### Challenge
Leaving out every picture, quote the data below exactly as it appears.

### Provided records
● ● ● ● ●
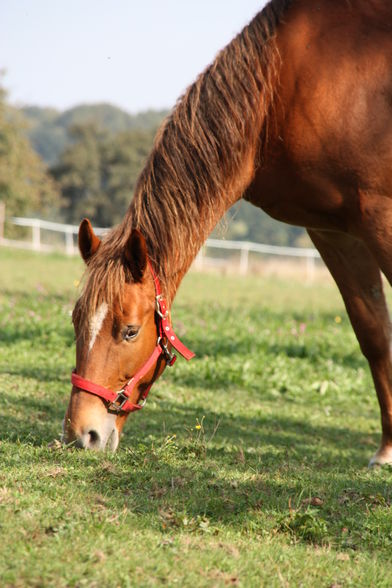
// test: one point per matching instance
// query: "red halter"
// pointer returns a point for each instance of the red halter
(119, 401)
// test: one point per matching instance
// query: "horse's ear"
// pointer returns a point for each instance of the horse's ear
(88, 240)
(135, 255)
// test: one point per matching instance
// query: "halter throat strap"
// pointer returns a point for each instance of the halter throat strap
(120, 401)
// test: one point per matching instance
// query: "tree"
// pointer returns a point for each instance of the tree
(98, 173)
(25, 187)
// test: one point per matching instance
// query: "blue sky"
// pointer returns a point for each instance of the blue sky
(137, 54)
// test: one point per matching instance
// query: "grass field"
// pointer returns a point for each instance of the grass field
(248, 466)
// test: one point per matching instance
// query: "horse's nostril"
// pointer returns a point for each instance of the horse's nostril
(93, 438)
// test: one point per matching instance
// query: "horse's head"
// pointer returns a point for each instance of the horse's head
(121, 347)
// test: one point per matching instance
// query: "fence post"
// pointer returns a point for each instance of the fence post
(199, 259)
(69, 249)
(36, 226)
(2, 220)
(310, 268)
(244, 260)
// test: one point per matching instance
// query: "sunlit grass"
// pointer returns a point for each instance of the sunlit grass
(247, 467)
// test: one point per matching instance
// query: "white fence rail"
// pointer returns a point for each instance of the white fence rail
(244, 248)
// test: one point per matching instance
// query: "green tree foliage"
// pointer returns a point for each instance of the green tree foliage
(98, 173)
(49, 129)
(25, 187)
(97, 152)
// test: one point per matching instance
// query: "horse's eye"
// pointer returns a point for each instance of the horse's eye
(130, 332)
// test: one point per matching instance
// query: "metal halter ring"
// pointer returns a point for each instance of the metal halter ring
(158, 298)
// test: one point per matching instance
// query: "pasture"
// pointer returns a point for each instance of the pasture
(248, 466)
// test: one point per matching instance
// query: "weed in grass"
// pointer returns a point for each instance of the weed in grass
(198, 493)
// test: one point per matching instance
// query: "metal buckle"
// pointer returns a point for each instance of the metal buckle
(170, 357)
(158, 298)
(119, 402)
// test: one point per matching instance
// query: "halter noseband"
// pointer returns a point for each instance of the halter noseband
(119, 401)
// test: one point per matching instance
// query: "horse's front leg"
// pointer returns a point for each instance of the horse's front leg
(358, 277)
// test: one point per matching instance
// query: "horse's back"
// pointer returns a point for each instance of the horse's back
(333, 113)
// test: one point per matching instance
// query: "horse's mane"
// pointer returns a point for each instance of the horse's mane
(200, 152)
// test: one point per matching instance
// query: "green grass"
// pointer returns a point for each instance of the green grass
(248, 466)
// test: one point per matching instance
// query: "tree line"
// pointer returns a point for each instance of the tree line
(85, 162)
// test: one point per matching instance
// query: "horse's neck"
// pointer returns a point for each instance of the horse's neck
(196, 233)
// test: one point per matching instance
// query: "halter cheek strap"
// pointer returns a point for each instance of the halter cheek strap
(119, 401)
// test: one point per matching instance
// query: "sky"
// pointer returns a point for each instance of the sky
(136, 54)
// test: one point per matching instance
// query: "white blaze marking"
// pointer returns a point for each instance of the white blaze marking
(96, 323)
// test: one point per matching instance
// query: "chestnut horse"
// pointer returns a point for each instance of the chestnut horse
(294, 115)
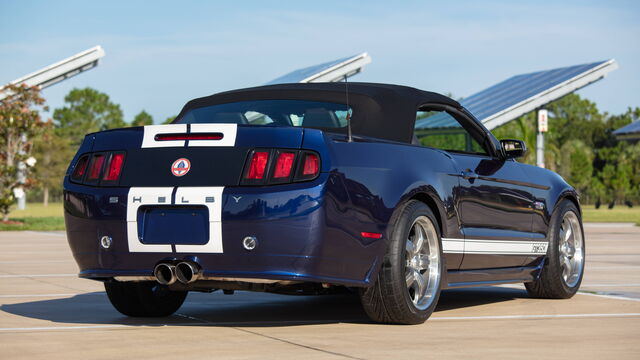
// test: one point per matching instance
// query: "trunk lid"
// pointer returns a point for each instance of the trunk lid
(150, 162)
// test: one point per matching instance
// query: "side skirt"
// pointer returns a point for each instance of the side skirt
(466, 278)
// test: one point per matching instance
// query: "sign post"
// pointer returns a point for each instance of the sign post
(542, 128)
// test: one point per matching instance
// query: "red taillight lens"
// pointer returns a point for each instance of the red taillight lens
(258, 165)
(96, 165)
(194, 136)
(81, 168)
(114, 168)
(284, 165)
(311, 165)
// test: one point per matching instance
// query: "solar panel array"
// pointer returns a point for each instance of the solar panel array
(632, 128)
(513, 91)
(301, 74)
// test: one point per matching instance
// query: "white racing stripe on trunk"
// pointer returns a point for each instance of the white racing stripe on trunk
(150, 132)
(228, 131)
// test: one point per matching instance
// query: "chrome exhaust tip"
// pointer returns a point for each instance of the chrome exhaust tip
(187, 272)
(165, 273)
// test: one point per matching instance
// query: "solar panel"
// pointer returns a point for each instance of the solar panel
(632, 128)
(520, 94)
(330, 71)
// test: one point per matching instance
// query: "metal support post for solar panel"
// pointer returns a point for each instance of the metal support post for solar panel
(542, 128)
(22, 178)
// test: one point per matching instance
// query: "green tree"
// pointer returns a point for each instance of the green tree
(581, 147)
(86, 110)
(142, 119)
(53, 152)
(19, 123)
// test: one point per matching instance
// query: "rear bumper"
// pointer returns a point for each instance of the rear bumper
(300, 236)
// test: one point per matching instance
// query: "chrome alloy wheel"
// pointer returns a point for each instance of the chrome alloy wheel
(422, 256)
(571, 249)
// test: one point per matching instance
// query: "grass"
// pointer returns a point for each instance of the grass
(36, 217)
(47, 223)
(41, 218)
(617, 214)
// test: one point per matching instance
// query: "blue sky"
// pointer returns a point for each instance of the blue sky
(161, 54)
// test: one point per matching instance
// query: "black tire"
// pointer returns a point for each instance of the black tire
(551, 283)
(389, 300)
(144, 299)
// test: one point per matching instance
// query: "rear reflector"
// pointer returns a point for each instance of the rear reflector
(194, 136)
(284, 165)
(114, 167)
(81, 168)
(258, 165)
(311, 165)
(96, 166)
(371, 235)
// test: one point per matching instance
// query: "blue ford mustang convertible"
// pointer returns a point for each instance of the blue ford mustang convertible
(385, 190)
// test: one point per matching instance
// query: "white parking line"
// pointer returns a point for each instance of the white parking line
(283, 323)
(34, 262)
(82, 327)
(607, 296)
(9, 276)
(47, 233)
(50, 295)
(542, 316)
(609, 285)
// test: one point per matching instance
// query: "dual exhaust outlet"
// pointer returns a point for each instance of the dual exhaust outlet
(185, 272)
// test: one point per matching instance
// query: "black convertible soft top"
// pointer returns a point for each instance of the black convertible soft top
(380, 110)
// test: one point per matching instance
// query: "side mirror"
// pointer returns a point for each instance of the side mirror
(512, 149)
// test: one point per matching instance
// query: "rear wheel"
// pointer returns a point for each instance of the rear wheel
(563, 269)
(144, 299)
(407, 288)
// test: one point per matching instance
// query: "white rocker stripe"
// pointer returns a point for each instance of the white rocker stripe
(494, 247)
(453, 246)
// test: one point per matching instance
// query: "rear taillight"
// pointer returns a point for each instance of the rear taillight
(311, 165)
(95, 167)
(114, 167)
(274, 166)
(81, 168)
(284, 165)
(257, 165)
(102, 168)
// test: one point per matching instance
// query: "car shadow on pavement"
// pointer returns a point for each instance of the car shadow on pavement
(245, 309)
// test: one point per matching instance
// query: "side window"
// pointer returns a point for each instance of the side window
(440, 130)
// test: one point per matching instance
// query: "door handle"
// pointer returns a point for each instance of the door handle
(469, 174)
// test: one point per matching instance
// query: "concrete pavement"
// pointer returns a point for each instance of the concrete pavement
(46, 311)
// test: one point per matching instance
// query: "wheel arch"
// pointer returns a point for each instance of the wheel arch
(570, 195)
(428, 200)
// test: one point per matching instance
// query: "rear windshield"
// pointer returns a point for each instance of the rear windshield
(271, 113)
● ● ● ● ●
### Correct answer
// test: one point per matching instance
// query: "red halter"
// pointer returns a point for each instance of the red halter
(119, 401)
// test: one point per matching instance
// query: "horse's ear"
// pointer returns a point for each instance of the horse's ear
(88, 240)
(135, 255)
// test: one point per matching instance
// query: "halter throat strap"
// pointer returns a point for each instance of the halter throat strap
(120, 401)
// test: one point per matching instance
// query: "tree"
// pointer returns a point for each instance of the tree
(98, 173)
(25, 187)
// test: one point per matching instance
// query: "blue sky"
// pointer returns a point for each instance of the blue sky
(137, 54)
// test: one point per matching instance
// query: "grass field"
// pointer returns a point for each instance of the grass field
(248, 466)
// test: one point per matching instance
// query: "horse's nostril"
// pointer returns a point for each instance of the horse's nostril
(93, 438)
// test: one point per matching instance
// query: "horse's head"
// pointer returns a point for each instance of the horse's head
(121, 347)
// test: one point per matching instance
// query: "fence post"
// pointer returns a point for each instance of the fence post
(199, 259)
(69, 249)
(36, 226)
(2, 220)
(310, 268)
(244, 260)
// test: one point per matching instance
// query: "sunlit grass"
// pointer returns a point for each instance of the sunlit grass
(247, 467)
// test: one point per matching instance
// query: "white fence rail"
// pointer returns a point for each instance of the white fence rail
(244, 248)
// test: one point per matching instance
// query: "green tree foliage"
// pointer returns a point for each instance of the green tree foliage
(98, 173)
(49, 129)
(25, 187)
(97, 152)
// test: one point per matching instance
// query: "horse's eye"
// pointer returns a point for each instance of the horse's eye
(130, 332)
// test: one point per matching instance
// query: "metal halter ring"
// pointer returns a point for each instance of the metal halter ring
(158, 298)
// test: one point per matching instance
// query: "pasture"
// pointer returns a point for each instance of the pasture
(248, 466)
// test: one point per matching instance
// query: "weed in grass"
// pointer returns a point for each instance of the weed in grass
(198, 493)
// test: one point per matching instance
// query: "metal buckle"
// pointer returns a point for each instance of the metal buckle
(170, 357)
(158, 298)
(119, 402)
// test: one point per matching instance
// query: "halter noseband"
// pointer returns a point for each instance of the halter noseband
(119, 401)
// test: one point per matching instance
// query: "horse's front leg"
// pointer returns a point for each instance of the horse's front leg
(358, 277)
// test: one point per matching instance
// query: "horse's back"
// pointer returns a point for each instance of the horse's back
(333, 113)
// test: one point per matching instance
// query: "horse's mane"
// pointer returns a point for each instance of the horse's mane
(200, 152)
// test: one point per matching instance
// query: "green grass"
// pointer returns a point for each instance of the green grass
(248, 466)
// test: one point per matching instance
// query: "tree line"
// pointer returns a point for each instance of the tree line
(85, 162)
// test: one point per matching instance
// query: "horse's neck"
// pointer returns a point for each instance of the horse's neck
(196, 233)
// test: one point per matching instance
// query: "halter cheek strap"
// pointer returns a point for each instance of the halter cheek strap
(119, 401)
// test: one point per matching instance
// query: "sky"
// pointer returns a point for each instance of the sky
(136, 54)
// test: one point per matching instance
// query: "white blaze marking"
// pointer returns a point for each instance of the white blaze marking
(96, 323)
// test: one point per matching instance
// query: "chestnut horse"
// pointer returns a point for each instance of the chestnut horse
(294, 115)
// test: one point per matching instance
// query: "trunk lid"
// pointer returns a point for each instance of the trunk lid
(150, 162)
// test: one point per matching instance
// query: "side skirt"
// pointer returns a point for each instance of the side skirt
(466, 278)
// test: one point per matching instance
// query: "sign post"
// pointer returns a point for each instance of the sign post
(542, 128)
// test: one point per matching instance
// query: "red taillight lens"
// pointer returns a point for each instance of the red taillight lens
(258, 165)
(96, 165)
(194, 136)
(81, 168)
(114, 168)
(284, 165)
(311, 165)
// test: one point per matching instance
// query: "solar panel array"
// pointer returns a point for each instance of the solar panel array
(632, 128)
(513, 91)
(301, 74)
// test: one point per matching instance
// query: "white racing stripe on trunk"
// pointer returns a point for each instance of the white racing stripe on trunk
(150, 132)
(228, 131)
// test: one point per matching instance
// query: "chrome exhaust tip"
// pointer returns a point for each instance of the chrome exhaust tip
(187, 272)
(165, 273)
// test: one point per matching instance
// query: "solar panel"
// pointer returns a point for each instance of the solar panel
(632, 128)
(520, 94)
(330, 71)
// test: one point per matching instance
// query: "metal support post for solar panel"
// pointer returns a point for each instance of the metal support post for solar panel
(542, 128)
(22, 178)
// test: one point per matching instance
// query: "green tree"
// pointer returns a point for each instance of the green tree
(581, 147)
(86, 110)
(142, 119)
(53, 152)
(19, 123)
// test: one point per matching instance
// query: "rear bumper"
// pointer returns a point for each instance of the rear bumper
(300, 236)
// test: one point per matching instance
// query: "chrome alloy wheel"
// pointer returns a point for each instance of the chrome alloy wheel
(422, 256)
(571, 249)
// test: one point per matching instance
// query: "grass"
// pointer returns a point for each instance of the grass
(36, 217)
(47, 223)
(41, 218)
(617, 214)
// test: one point per matching instance
// query: "blue sky"
// pointer returns a point for each instance of the blue sky
(161, 54)
// test: one point per matching instance
// query: "black tire"
// pointer returns a point for each instance of the black tire
(551, 283)
(389, 300)
(144, 299)
// test: one point per matching instance
// query: "rear reflector"
// pointer returns a point for each instance of the rear reflector
(194, 136)
(284, 165)
(114, 167)
(81, 168)
(258, 165)
(311, 165)
(96, 166)
(371, 235)
// test: one point per matching instance
// query: "blue ford mustang convertible"
// pointer returns a point for each instance of the blue ford mustang convertible
(385, 190)
// test: one point per matching instance
// query: "white parking line"
// pointer returns a point for each instance of the white parking line
(283, 323)
(34, 262)
(82, 327)
(607, 296)
(9, 276)
(47, 233)
(50, 295)
(542, 316)
(609, 285)
// test: one point per matching instance
// query: "dual exhaust outlet"
// pointer returns a point for each instance of the dual exhaust outlet
(185, 272)
// test: one point per matching instance
// query: "black convertible soft top"
// pointer returns a point for each instance of the black convertible soft top
(380, 110)
// test: one point per matching instance
// query: "side mirror"
// pointer returns a point for each instance of the side mirror
(512, 149)
// test: one point per matching instance
// query: "rear wheel"
// pointer returns a point for each instance of the rear wheel
(563, 269)
(144, 299)
(407, 288)
// test: one point per matching instance
// query: "white rocker stripe"
// pointer returns a point for each instance of the white rocker stripe
(494, 247)
(453, 246)
// test: one point per matching instance
// query: "rear taillight"
// pointer returns a point for each instance of the rear taillight
(311, 165)
(95, 167)
(114, 167)
(274, 166)
(81, 168)
(284, 165)
(257, 165)
(102, 168)
// test: one point per matching instance
// query: "car shadow on pavement"
// pointer returns a point for each instance of the car shadow on pavement
(245, 309)
// test: one point per matching instance
// query: "side window"
// pointer returns a point for each instance of the side window
(440, 130)
// test: one point per matching instance
// query: "door handle"
// pointer returns a point for each instance of the door handle
(469, 174)
// test: one point per matching instance
// query: "concrete pavement"
// pointer returns a point for each instance of the concrete pavement
(46, 311)
// test: one point per matching instance
// query: "wheel arch"
// pointer returns a point for each instance of the wheel arch
(570, 195)
(428, 200)
// test: one point per matching instance
// query: "rear windshield"
// pointer returns a point for each instance of the rear windshield
(271, 113)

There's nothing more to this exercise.